## BEGIN EXTRACTED TEXT

Parabolas and focal points II

Yesterday I wrote about parabolic mirrors. I pointed out that parallel rays hitting a parabola typically do not reflect back to a focal point. That happens only when the rays are parallel to the axis of the parabola.

Then my friend Dan sent me an email encouraging me to look at the envelope of the reflected rays for a given incoming direction (called a catacaustic). He said that in the case of a parabola, these catacaustics are a tear-drop-shaped curve called the Tschirnhausen cubic (r=a\sec^3(\frac{\theta}{3}) in polar coordinates or 27ay^{2}=x^{3}+9ax^{2} in rectangular coordinates) suitably translated, rotated, and dilated.
Picture 1

So, I made an applet to create such an envelope of reflected rays. Here’s a screen shot for one particular incoming slope.
Picture 2

Furthermore, Dan wrote:

As the angle of the parallel lines change from perpendicular to the axis of the parabola, the cubic rotates and shrinks—with the loop always enclosing the focus of the parabola— until the lines are parallel to the axis, when you get the degenerate case of all the lines meeting at the focus. If you looked at an animation of it, it would look like a loop getting pulled tighter and tighter around the focus until it disappeared.

Very cool. Thanks, Dan!

## END EXTRACTED TEXT

OBJECTIVES:
(1) Revise the post about parabolas from "Parabolas and focal" to "rotated, and dilated.", replacing "Dan" with "Daniel".
(2) In the post about parabolas, what is the tear-drop-shaped curve that forms a parabola's catacaustics called?

## BEGIN MATERIAL PROVIDED

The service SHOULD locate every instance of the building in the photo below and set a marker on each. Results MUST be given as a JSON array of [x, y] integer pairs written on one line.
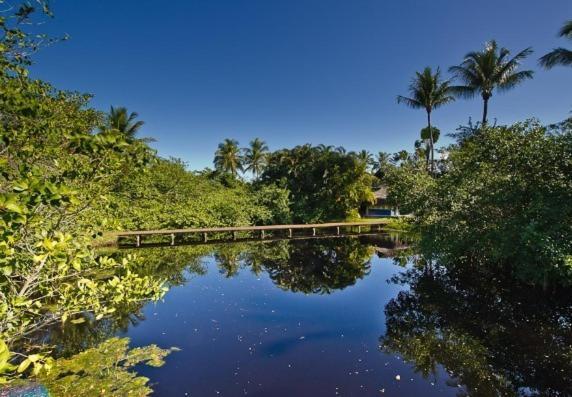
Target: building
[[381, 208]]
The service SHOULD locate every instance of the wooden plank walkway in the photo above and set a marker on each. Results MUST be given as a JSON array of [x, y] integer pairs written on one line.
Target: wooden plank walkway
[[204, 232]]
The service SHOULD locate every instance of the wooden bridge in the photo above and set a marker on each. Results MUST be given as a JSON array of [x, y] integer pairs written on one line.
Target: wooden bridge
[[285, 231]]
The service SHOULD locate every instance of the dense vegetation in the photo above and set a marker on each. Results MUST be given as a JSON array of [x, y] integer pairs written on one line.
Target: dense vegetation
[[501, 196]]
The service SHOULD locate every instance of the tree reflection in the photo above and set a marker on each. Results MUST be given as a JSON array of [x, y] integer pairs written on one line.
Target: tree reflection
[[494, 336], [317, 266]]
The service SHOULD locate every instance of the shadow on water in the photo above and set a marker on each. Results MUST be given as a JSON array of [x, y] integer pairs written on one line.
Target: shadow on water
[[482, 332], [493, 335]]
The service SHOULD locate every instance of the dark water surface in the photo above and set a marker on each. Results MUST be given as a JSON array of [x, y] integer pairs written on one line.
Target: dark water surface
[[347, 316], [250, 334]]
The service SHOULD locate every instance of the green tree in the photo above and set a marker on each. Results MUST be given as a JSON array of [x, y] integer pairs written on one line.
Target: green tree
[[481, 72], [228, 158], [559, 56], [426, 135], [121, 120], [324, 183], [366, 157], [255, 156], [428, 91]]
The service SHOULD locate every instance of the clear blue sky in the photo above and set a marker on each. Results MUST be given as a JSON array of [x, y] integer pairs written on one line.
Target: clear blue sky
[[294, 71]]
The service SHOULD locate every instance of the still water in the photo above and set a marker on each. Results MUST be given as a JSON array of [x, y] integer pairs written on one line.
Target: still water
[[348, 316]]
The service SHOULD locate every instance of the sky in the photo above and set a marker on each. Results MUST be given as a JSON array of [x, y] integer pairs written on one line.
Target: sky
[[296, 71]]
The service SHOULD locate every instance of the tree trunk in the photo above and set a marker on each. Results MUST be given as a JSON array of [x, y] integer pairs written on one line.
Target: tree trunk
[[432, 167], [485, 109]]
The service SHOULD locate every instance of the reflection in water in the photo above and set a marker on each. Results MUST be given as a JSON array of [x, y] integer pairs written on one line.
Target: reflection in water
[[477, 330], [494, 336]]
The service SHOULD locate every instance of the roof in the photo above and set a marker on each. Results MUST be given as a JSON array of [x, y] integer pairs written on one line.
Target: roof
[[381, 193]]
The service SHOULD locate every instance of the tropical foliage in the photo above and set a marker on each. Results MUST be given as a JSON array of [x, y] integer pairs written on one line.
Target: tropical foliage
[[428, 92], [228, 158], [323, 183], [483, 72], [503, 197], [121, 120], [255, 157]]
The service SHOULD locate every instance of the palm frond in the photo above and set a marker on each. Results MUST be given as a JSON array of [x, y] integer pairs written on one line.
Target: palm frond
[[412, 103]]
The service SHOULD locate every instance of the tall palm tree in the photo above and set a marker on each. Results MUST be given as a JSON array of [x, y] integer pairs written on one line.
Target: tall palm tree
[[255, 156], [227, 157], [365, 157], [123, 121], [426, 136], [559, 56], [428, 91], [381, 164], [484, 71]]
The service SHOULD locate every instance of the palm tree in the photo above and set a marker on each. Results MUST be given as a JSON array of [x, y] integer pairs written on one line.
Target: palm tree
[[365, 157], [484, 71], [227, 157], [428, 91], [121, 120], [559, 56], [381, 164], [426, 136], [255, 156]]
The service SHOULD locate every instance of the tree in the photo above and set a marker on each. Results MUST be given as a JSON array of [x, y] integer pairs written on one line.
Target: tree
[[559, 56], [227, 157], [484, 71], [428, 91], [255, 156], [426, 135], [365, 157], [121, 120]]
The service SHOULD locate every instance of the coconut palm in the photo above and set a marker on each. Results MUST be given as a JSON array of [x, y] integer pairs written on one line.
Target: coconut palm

## END MATERIAL PROVIDED

SOLUTIONS IN ORDER:
(1)
Parabolas and focal points II

Yesterday I wrote about parabolic mirrors. I pointed out that parallel rays hitting a parabola typically do not reflect back to a focal point. That happens only when the rays are parallel to the axis of the parabola.

Then my friend Daniel sent me an email encouraging me to look at the envelope of the reflected rays for a given incoming direction (called a catacaustic). He said that in the case of a parabola, these catacaustics are a tear-drop-shaped curve called the Tschirnhausen cubic (r=a\sec^3(\frac{\theta}{3}) in polar coordinates or 27ay^{2}=x^{3}+9ax^{2} in rectangular coordinates) suitably translated, rotated, and dilated.

(2) The Tschirnhausen cubic.